RECORDS TO PROCESS |
_ _ _ _ _ _ _

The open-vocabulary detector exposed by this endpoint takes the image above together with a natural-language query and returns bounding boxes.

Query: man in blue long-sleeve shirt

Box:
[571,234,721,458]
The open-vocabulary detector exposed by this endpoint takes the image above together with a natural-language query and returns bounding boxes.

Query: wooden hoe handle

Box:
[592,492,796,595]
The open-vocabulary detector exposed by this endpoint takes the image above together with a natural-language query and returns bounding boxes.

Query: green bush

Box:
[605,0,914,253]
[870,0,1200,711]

_ _ _ _ _ _ _

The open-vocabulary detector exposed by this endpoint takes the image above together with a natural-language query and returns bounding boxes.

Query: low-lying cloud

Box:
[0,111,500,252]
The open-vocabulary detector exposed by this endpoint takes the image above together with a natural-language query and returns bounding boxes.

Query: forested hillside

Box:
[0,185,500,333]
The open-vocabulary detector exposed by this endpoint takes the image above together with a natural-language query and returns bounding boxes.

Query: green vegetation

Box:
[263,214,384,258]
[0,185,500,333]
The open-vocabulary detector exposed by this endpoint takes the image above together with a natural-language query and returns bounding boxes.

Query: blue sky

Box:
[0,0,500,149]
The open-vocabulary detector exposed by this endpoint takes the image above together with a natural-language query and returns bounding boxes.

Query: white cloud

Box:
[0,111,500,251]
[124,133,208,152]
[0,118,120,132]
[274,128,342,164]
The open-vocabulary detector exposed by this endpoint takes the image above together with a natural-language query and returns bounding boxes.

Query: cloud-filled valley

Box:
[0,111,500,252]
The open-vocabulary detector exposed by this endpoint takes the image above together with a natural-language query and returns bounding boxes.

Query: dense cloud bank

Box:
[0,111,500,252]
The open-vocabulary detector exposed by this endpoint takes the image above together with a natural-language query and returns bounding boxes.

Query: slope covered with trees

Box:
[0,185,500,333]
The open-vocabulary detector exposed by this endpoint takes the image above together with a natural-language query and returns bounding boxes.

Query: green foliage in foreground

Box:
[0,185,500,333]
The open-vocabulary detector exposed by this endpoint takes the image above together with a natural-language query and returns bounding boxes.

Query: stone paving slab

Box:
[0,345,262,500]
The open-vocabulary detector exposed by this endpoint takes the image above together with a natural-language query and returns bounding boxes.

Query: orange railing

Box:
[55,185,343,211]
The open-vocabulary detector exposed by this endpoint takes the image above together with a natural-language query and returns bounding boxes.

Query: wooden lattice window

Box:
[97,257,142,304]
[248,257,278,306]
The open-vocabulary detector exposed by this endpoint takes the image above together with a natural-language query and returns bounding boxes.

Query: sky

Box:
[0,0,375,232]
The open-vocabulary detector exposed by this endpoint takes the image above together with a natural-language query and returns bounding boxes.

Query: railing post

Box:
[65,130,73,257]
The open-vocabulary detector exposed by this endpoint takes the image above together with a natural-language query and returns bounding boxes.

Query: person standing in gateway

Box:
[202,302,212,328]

_ _ _ _ _ _ _

TASK DESCRIPTION | Locate every line in the listing above that contains the word "railing" and copy each of those lines out in full.

TASK RESULT |
Query: orange railing
Query: railing post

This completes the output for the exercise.